▶ _GIVEN EXERCISE_
Please extract every line of the material below that contains the word "table".

▶ _DATA TO PROCESS_
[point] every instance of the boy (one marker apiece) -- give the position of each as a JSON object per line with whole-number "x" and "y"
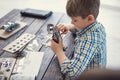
{"x": 90, "y": 42}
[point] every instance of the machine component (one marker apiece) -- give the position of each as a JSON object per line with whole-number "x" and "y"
{"x": 10, "y": 26}
{"x": 55, "y": 33}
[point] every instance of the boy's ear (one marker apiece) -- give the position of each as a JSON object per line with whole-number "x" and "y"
{"x": 91, "y": 18}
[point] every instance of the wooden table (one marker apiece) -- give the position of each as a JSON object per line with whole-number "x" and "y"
{"x": 50, "y": 69}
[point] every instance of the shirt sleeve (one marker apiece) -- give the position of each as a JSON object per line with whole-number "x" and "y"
{"x": 83, "y": 53}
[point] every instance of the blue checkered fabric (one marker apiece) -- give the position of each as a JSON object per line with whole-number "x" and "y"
{"x": 89, "y": 51}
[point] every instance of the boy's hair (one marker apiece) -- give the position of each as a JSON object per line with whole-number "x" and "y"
{"x": 82, "y": 8}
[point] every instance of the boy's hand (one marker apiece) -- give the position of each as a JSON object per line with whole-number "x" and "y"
{"x": 57, "y": 47}
{"x": 62, "y": 28}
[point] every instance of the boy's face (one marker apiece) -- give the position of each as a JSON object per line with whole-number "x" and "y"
{"x": 79, "y": 22}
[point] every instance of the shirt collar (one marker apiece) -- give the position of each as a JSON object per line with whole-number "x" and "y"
{"x": 86, "y": 29}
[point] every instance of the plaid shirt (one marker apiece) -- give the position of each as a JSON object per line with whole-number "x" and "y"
{"x": 89, "y": 51}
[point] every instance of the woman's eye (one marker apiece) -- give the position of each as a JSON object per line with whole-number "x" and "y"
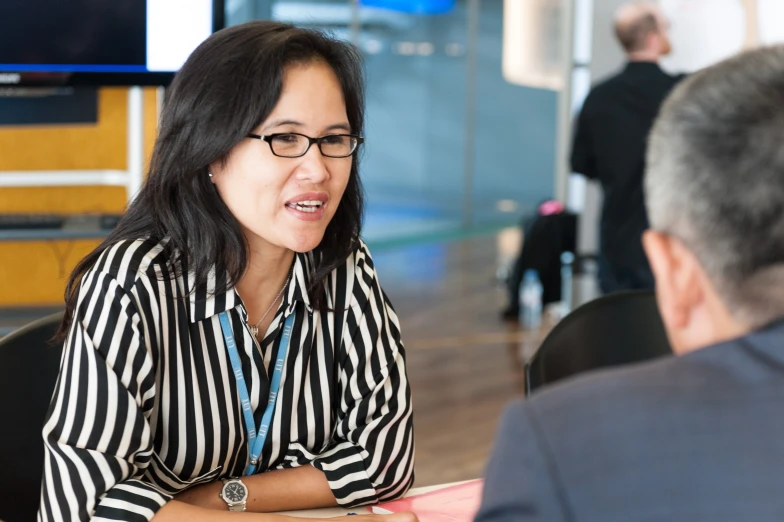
{"x": 286, "y": 138}
{"x": 333, "y": 139}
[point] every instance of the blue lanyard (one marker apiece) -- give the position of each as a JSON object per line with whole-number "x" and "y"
{"x": 256, "y": 440}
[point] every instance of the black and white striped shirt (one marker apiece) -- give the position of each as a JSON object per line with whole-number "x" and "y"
{"x": 146, "y": 404}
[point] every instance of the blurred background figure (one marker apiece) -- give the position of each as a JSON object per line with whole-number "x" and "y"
{"x": 695, "y": 437}
{"x": 609, "y": 143}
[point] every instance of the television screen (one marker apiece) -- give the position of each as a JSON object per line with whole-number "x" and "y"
{"x": 101, "y": 42}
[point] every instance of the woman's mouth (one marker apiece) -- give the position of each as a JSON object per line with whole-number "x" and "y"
{"x": 311, "y": 206}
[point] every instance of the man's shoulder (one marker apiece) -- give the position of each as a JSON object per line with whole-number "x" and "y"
{"x": 619, "y": 387}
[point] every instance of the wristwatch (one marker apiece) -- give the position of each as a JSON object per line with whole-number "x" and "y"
{"x": 234, "y": 493}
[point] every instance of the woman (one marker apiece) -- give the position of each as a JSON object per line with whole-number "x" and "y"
{"x": 229, "y": 346}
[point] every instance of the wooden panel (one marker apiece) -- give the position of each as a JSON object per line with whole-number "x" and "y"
{"x": 34, "y": 273}
{"x": 99, "y": 146}
{"x": 65, "y": 200}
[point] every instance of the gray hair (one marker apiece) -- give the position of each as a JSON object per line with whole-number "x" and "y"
{"x": 715, "y": 178}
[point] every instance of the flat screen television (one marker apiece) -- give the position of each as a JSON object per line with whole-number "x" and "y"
{"x": 101, "y": 42}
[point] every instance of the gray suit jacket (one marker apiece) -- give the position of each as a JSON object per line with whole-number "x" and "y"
{"x": 692, "y": 438}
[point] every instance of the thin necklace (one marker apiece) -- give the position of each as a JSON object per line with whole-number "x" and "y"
{"x": 254, "y": 330}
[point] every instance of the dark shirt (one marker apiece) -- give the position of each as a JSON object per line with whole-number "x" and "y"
{"x": 609, "y": 146}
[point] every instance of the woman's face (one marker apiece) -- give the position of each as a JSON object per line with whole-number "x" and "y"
{"x": 288, "y": 202}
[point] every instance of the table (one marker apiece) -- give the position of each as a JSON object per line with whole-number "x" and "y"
{"x": 339, "y": 511}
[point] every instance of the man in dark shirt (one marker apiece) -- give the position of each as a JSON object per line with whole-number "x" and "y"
{"x": 610, "y": 141}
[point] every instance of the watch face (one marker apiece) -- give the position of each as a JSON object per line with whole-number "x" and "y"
{"x": 234, "y": 492}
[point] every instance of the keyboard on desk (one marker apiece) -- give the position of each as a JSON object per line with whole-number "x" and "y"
{"x": 30, "y": 221}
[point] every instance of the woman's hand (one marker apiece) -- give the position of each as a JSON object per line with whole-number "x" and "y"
{"x": 206, "y": 496}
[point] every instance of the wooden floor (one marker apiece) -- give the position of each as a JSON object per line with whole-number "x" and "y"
{"x": 464, "y": 363}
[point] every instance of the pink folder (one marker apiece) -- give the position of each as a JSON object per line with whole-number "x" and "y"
{"x": 453, "y": 504}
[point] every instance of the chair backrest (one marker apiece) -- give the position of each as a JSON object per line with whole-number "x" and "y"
{"x": 29, "y": 365}
{"x": 616, "y": 329}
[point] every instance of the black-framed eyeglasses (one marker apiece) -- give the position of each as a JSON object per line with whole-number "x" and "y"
{"x": 294, "y": 145}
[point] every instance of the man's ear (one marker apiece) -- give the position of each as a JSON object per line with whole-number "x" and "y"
{"x": 659, "y": 249}
{"x": 679, "y": 278}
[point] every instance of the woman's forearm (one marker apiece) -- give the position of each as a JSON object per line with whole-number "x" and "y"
{"x": 304, "y": 487}
{"x": 176, "y": 511}
{"x": 282, "y": 490}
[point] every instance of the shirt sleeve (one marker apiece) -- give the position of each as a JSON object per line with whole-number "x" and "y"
{"x": 519, "y": 482}
{"x": 97, "y": 438}
{"x": 582, "y": 159}
{"x": 371, "y": 457}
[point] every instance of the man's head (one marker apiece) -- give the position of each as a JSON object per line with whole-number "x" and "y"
{"x": 715, "y": 196}
{"x": 643, "y": 31}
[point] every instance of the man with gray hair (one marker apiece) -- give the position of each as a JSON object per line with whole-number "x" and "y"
{"x": 610, "y": 137}
{"x": 698, "y": 436}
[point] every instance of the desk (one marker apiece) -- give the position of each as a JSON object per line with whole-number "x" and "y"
{"x": 339, "y": 512}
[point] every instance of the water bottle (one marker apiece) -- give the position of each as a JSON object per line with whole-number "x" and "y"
{"x": 567, "y": 261}
{"x": 531, "y": 300}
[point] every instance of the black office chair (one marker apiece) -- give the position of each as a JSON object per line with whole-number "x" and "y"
{"x": 616, "y": 329}
{"x": 29, "y": 365}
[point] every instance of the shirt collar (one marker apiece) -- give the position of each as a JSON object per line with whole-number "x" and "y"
{"x": 205, "y": 302}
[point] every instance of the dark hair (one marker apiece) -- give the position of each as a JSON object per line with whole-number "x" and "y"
{"x": 227, "y": 88}
{"x": 632, "y": 36}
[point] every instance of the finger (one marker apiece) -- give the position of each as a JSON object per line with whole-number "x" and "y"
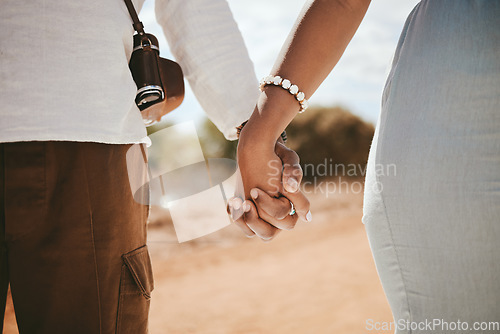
{"x": 277, "y": 208}
{"x": 275, "y": 211}
{"x": 302, "y": 205}
{"x": 235, "y": 207}
{"x": 292, "y": 172}
{"x": 239, "y": 221}
{"x": 263, "y": 230}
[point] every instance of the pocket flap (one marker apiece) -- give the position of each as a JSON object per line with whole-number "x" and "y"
{"x": 139, "y": 264}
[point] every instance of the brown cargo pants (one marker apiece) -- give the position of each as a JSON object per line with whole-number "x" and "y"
{"x": 72, "y": 239}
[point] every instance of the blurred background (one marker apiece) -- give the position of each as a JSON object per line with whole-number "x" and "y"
{"x": 320, "y": 277}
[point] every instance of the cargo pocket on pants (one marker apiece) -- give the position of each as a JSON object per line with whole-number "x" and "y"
{"x": 136, "y": 284}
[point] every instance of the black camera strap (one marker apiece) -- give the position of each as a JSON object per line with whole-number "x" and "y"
{"x": 138, "y": 26}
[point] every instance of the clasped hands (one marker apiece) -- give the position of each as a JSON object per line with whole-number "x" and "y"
{"x": 270, "y": 183}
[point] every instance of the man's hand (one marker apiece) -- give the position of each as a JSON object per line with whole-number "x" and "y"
{"x": 265, "y": 215}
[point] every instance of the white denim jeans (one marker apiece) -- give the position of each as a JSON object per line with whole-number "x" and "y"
{"x": 432, "y": 196}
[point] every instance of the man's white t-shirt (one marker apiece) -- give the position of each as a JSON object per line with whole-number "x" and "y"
{"x": 64, "y": 68}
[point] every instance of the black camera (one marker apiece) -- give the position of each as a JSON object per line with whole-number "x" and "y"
{"x": 145, "y": 71}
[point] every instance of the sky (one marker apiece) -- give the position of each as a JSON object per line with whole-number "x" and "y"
{"x": 357, "y": 81}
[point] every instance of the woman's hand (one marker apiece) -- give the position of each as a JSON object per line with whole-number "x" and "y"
{"x": 267, "y": 176}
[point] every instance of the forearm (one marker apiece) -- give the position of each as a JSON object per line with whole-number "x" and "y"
{"x": 315, "y": 45}
{"x": 205, "y": 40}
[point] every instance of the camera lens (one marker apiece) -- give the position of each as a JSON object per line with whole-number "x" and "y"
{"x": 148, "y": 95}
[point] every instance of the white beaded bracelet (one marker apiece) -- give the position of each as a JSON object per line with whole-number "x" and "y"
{"x": 288, "y": 86}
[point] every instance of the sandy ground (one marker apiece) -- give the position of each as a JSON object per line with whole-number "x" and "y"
{"x": 318, "y": 278}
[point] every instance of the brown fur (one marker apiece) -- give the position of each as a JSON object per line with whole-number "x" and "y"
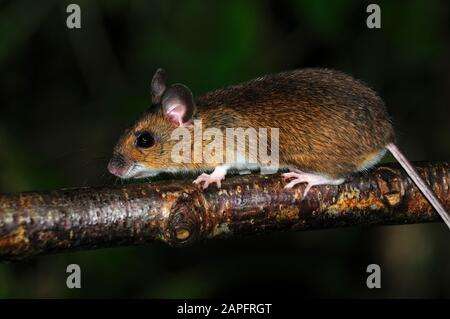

▶ _CORRECT RESPONSE_
[point] every instance of the wooden table (one marker apiece) -- give the position of each as a JSON object per line with whole-number "x" and "y"
[point] every instance of the table (one marker apiece) -- give the position of each as a JSON object per line with whole-number "x" and "y"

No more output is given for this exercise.